- _WHAT TO WORK ON_
Update the entries that follow by replacing "single dot" with "single marker" wherever it occurs, leaving every other word and line unchanged. Omit the pictures from your version.
====
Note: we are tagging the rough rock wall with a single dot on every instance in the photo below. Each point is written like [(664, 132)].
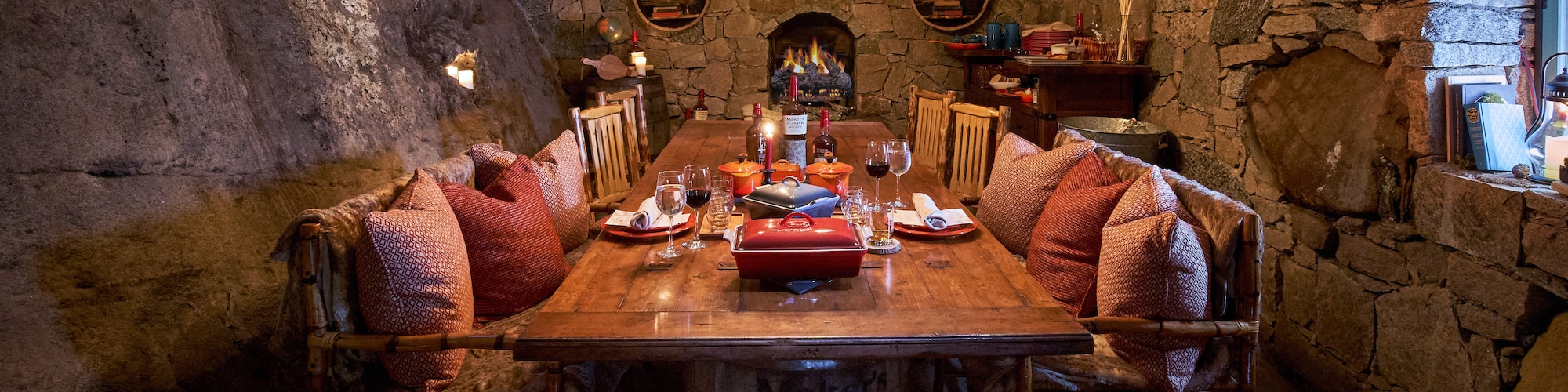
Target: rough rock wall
[(154, 151), (727, 53), (1384, 269)]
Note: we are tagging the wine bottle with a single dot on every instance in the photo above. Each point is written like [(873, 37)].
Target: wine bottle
[(755, 134), (700, 112), (794, 145), (824, 147), (636, 51)]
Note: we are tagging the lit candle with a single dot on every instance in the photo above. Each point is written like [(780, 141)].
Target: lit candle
[(1556, 150), (466, 79), (768, 145)]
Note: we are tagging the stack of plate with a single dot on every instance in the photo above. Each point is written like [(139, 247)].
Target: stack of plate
[(1042, 42)]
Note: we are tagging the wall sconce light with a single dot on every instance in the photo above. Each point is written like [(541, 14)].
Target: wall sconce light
[(462, 68)]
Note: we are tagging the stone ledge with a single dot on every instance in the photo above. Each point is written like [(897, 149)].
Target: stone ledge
[(1478, 219)]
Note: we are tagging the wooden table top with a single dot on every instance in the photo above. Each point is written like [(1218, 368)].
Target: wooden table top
[(984, 305)]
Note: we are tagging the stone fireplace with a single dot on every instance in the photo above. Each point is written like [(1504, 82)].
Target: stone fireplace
[(819, 49)]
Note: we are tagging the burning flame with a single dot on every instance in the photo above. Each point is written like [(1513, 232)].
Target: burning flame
[(816, 59)]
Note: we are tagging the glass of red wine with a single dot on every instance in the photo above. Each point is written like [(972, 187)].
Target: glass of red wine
[(699, 192), (877, 164)]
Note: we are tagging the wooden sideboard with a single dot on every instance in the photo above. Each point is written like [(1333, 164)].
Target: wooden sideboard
[(1080, 90)]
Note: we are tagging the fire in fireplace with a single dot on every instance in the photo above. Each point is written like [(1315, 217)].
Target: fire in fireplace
[(819, 49)]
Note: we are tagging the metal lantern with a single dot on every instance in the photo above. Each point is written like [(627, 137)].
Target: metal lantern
[(1548, 139)]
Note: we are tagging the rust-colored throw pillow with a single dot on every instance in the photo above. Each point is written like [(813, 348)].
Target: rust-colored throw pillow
[(1064, 253), (515, 258), (1023, 180), (1153, 266), (561, 170), (415, 280)]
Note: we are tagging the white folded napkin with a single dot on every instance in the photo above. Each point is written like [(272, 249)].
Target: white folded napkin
[(645, 219), (929, 216)]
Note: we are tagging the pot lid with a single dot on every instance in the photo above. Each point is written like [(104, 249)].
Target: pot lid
[(741, 165), (830, 167), (789, 194)]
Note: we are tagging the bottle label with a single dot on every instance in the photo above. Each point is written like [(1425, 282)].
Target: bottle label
[(796, 125), (796, 151)]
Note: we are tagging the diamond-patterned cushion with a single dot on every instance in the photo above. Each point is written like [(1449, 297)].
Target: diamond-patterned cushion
[(1064, 253), (1153, 266), (1023, 180), (515, 258), (415, 280), (561, 170)]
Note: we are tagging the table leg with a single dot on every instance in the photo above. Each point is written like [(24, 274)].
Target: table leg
[(1026, 376)]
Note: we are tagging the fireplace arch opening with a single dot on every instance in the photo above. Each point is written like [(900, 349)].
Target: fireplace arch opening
[(819, 49)]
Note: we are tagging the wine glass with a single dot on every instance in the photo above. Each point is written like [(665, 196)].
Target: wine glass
[(877, 164), (899, 164), (672, 200), (720, 208), (699, 192)]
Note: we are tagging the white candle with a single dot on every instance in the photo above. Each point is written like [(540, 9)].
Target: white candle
[(1556, 150), (466, 79)]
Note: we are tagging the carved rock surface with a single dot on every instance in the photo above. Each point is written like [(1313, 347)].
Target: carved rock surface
[(1324, 162)]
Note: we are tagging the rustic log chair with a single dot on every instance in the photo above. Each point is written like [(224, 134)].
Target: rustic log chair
[(927, 132), (611, 153), (321, 249), (636, 117), (1235, 272), (971, 140)]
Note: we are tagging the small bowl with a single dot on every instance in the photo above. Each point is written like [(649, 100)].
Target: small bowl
[(1003, 85)]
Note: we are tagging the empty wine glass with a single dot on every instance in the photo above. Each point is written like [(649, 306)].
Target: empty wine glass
[(899, 164), (699, 194), (672, 200), (877, 164)]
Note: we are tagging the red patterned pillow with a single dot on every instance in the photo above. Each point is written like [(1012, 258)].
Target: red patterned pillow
[(561, 172), (1153, 266), (415, 280), (1064, 253), (1023, 180), (515, 258)]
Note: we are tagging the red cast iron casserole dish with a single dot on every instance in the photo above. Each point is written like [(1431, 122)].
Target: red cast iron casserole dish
[(797, 247)]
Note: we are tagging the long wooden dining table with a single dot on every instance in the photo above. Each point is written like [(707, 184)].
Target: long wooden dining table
[(906, 305)]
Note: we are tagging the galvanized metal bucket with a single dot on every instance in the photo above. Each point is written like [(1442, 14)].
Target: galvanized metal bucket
[(1136, 139)]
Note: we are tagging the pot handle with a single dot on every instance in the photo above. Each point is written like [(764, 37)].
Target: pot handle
[(788, 222)]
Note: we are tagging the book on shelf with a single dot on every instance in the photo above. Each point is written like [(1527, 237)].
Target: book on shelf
[(1457, 131), (1497, 136)]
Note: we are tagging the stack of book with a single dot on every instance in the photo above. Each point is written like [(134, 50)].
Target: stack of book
[(948, 9), (667, 10)]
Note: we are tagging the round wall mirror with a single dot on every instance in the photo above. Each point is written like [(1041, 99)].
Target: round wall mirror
[(951, 15), (670, 15)]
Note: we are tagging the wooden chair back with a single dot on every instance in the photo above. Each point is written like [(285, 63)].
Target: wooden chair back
[(636, 117), (975, 136), (611, 151), (927, 134)]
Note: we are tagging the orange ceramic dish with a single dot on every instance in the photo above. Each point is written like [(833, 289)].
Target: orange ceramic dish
[(744, 173), (832, 175)]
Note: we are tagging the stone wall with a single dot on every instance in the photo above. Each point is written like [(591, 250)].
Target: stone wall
[(727, 53), (1384, 269), (156, 150)]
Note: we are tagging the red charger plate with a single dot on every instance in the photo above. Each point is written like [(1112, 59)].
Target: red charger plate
[(636, 234), (927, 234)]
====
- _RESPONSE TO THE TASK_
Note: we are tagging the rough rock wall with a single marker on every instance in the photo below. Each point is written like [(664, 132)].
Target: rough rock wall
[(154, 151), (727, 53), (1384, 269)]
Note: we are tagging the wine bottle with a single marker on every instance in the photo above. Each point is written like [(873, 37)].
Target: wine bottle
[(755, 134), (700, 112), (794, 145), (824, 147), (636, 51)]
Note: we are tagging the lit candle with a single marker on every instance in the photo above. Each point is written like [(780, 141)].
Target: lit candle
[(1556, 150), (466, 79), (768, 145)]
Note: we are tagging the stack of plate with a single marker on every instance in the photo above. Each point is written like [(139, 247)].
Target: stack of plate
[(1042, 42)]
Note: we are tagging the wall sconce light with a single marker on every instance in the photo above. Each point is written like [(541, 14)].
Target: wall sconce light
[(462, 68)]
Note: we are tagging the stone ledge with a single marker on every instance in the photo above. Each point is written like [(897, 149)].
Target: stone ledge
[(1478, 219)]
Note: we are tagging the wooden table top with a single marker on every instance in the photo above. Each point is written like [(1218, 368)].
Target: wooden table top
[(984, 305)]
Note: we are tagging the stone fireplace with a single marker on every instance in the photo above. Each point is written like [(1504, 82)].
Target: stone fireplace
[(819, 49)]
Note: we are tagging the burning flame with a single marker on every instance in the photo above. Each point is written like [(1513, 232)].
Target: burning flame
[(816, 59)]
Note: we are tagging the glass of red wine with a single marker on every instance in the photo above. Each point is written like [(972, 187)].
Target: glass of red wine
[(699, 192), (877, 164)]
Note: we are tagging the wooden sideboard with a single marker on every instance in the photo above. Each point is written like [(1333, 164)].
Target: wooden sideboard
[(1080, 90)]
Note: we are tagging the fire in fireplace with a single marker on every instance in the photo above. Each point is written like [(1315, 217)].
Target: fire in fireplace
[(819, 49)]
Note: we are tagging the metal lantern with a single marker on every instance in the photo above. Each point is written like [(627, 137)].
Target: metal lantern
[(1548, 139)]
Note: we are tagging the rust-colored throw pillow with a single marker on every instance in the photo above. Each point is written like [(813, 348)].
Target: rust-colored throw pillow
[(1064, 253), (515, 258), (1023, 180), (1153, 266), (561, 170), (415, 280)]
Note: we are tagging the white folded napkin with a single marker on every instance in the photo above. Each point is written like [(272, 249)].
Target: white folded napkin
[(645, 219), (929, 216)]
Note: we are tagging the pot lid with a single marker on every instance in the photo above. Each point is written like [(104, 249)].
Target: pot lid
[(741, 165), (830, 167), (789, 194)]
Note: we are tagging the bottle label with a single marker on every instance in the photo above. Each point is written like [(1425, 282)].
Target: bottle label
[(796, 125), (796, 151)]
Note: we are tagging the diamond-patterned cushion with a single marker on every instance in the photo above. Each point is written like [(1449, 297)].
Target: diamond-patterned cushion
[(1064, 253), (1153, 266), (1023, 180), (515, 258), (415, 280), (561, 170)]
Note: we are tagging the table leg with a single marker on every instance in the photo above. Each point is written like [(24, 274)].
Target: table leg
[(1026, 376)]
Note: we are tagging the fireplace arch opening with a single marker on every instance in the photo above. Each point is written like [(900, 349)].
Target: fireplace arch opening
[(819, 49)]
Note: we are tagging the wine glass with a single marker on every instance in the photo above. Each point is written like [(665, 196)].
Target: wine glass
[(877, 164), (899, 164), (672, 200), (720, 208), (699, 192)]
Note: we are tagging the white candle with a single marker on every instance in the photo above. Each point is written like [(540, 9)].
Target: white candle
[(1556, 150), (466, 79)]
Note: we are tagging the carved rock surface with a single marker on every instance in the photo above. Each point is written like [(1313, 347)].
Target: carved rock surface
[(1324, 162)]
Note: we are tagging the rustic log chair with a single marker on every instance in the photo above. Each point is written like [(224, 134)].
Target: rustic log chair
[(927, 132), (611, 153), (321, 249), (636, 117), (1235, 272), (971, 140)]
Note: we are tagging the small bowl with a single marker on every instance in the photo above. Each point is written like [(649, 100)].
Target: small bowl
[(1003, 85)]
Note: we are tagging the empty wine glass with a single marker on every instance in the photo above. Each point is written like [(649, 306)].
Target: empty wine glass
[(899, 164), (699, 194), (672, 200), (877, 164)]
Note: we are tagging the red patterned pillow with a single marker on every instance in the photo above. Each point is written like [(1012, 258)].
Target: red patterned pillow
[(561, 172), (1153, 266), (415, 280), (1064, 253), (1023, 180), (515, 258)]
Note: we are tagging the red cast iron casserole dish with a single marker on every instance in the photo above. Each point is written like [(1431, 122)].
Target: red cast iron casserole dish
[(797, 247)]
Note: we are tagging the long wooden dining table with a single marker on every instance in the photo above. Each point is written like [(707, 184)].
Target: long wooden dining table
[(906, 305)]
Note: we are tagging the galvanized metal bucket with a single marker on every instance in the photo above. Each point is written like [(1442, 14)].
Target: galvanized metal bucket
[(1136, 139)]
Note: we are tagging the pot handle with a single marker on every instance in the photo above. Each point is written like [(764, 37)].
Target: pot handle
[(788, 222)]
Note: we are tagging the book on shelf with a single marker on every instance in the photo above. Each point is written like [(1527, 237)].
Target: book on shelf
[(1457, 131), (1497, 136)]
Note: we are tagging the stack of book with a single marker on every instance in the photo above. Each point is written like [(134, 50)].
Target: stack of book
[(948, 9), (667, 10)]
Note: we are tagging the round wall mirror with a single marker on every instance in the photo above. Each point is written like [(1041, 99)].
Target: round wall mirror
[(951, 15), (670, 15)]
Note: we are tagging the wooden chair back with a single marker on every instance in the photo above. Each point is written like [(285, 63)].
Target: wooden chair back
[(636, 117), (975, 136), (611, 151), (927, 134)]
Note: we are tagging the orange ceramic dish with a single marker on every instance in the photo above. Each point is written like [(833, 289)].
Target: orange ceramic dish
[(744, 173), (832, 175)]
Note: we are tagging the stone wall with a single marker on every instance in the photo above. Each point is written like [(591, 250)].
Target: stone wall
[(727, 53), (1384, 269), (156, 150)]
Note: we are tagging the red charger plate with a single marker on every instance in the photo above. Each point is written like [(1112, 59)].
Target: red charger plate
[(636, 234), (927, 234)]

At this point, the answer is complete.